### Directions
1. In the article on paper-based batteries, what is used as the electrolyte in the Enesca battery?
2. Carry on writing the article on paper-based batteries from the point where it stops.

### Excerpt to read

Flexible, eco-friendly paper-based batteries make the unimaginable possible

Can batteries be made of paper? Yes, they can. And they can be made thin and pliable and they can be recharged rapidly over and over again. This at least applies to the paper-based battery being developed in Uppsala University’s Enesca project.

“Our battery has properties that make it possible to use electric devices in contexts not previously imaginable with traditional batteries,” says Leif Nyholm, professor at the Department of Chemistry at the Ångström Laboratory.

“It could for example be built into food packages to power sensors monitoring the quality of the contents. Disposable diagnostic kits for single use and toys are other areas where this battery may offer new opportunities.”

The Enesca battery consists of cellulose fibers from green algae called Cladophora, coated with a thin layer of polypyrrole, a polymer conducting electricity. Common salt water is used as the electrolyte. The use of these natural materials makes it possible to develop a completely new type of flexible and eco-friendly system for energy storage.

######
### Recorded information

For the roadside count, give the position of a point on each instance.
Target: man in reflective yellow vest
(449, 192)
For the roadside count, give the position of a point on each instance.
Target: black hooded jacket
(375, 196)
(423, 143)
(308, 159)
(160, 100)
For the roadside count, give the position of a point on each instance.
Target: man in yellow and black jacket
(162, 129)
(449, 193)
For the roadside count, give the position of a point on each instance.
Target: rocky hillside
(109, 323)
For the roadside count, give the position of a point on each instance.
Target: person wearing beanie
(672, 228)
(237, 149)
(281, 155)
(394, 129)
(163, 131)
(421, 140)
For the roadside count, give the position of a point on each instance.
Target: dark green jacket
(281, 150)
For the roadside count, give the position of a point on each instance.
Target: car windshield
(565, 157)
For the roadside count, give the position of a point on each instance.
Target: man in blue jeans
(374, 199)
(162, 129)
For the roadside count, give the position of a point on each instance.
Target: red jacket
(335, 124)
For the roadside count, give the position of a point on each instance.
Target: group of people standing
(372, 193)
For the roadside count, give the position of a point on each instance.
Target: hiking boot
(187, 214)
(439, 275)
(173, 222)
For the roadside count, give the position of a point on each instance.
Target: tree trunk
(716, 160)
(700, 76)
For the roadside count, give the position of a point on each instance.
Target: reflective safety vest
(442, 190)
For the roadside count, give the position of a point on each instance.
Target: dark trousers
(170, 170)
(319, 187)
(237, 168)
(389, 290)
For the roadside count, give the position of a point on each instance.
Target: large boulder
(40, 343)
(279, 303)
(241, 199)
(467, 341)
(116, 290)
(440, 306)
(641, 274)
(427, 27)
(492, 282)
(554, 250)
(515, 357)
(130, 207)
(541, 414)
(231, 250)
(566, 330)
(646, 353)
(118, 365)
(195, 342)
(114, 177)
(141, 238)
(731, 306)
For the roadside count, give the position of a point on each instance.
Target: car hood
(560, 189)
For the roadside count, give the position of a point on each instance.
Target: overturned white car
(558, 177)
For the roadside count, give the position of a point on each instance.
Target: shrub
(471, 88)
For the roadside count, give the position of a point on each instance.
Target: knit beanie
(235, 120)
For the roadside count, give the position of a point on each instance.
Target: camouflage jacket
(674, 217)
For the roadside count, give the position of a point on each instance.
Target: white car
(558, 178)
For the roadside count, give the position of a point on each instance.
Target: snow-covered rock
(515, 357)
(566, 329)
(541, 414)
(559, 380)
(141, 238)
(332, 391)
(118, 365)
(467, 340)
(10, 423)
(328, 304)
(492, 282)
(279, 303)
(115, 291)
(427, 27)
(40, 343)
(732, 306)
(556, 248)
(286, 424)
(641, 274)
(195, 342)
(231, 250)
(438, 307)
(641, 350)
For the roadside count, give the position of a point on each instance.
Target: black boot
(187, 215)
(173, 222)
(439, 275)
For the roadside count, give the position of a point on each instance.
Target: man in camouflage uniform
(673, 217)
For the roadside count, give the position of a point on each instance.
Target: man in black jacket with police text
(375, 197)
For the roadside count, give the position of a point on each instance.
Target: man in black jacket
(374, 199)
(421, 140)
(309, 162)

######

### Answers to each task
1. Common salt water.

2.
“It’s the special nanostructure of the green algae cellulose that gives the paper an extremely large surface that can be coated with the polymer. The large surface area means that a large charge can be stored within the material, and as it’s so thin the battery can also be recharged rapidly,” Leif explains.

As the battery does not contain any metals, it can be discarded without costly recycling systems. This makes it ideal for use in disposable products. At the same time it can be recharged many times without losing capacity, which makes it suitable also for other uses. In collaboration with external partners various possible uses are now being studied in order to identify the best applications for the continued development work, and the best way to scale up the production.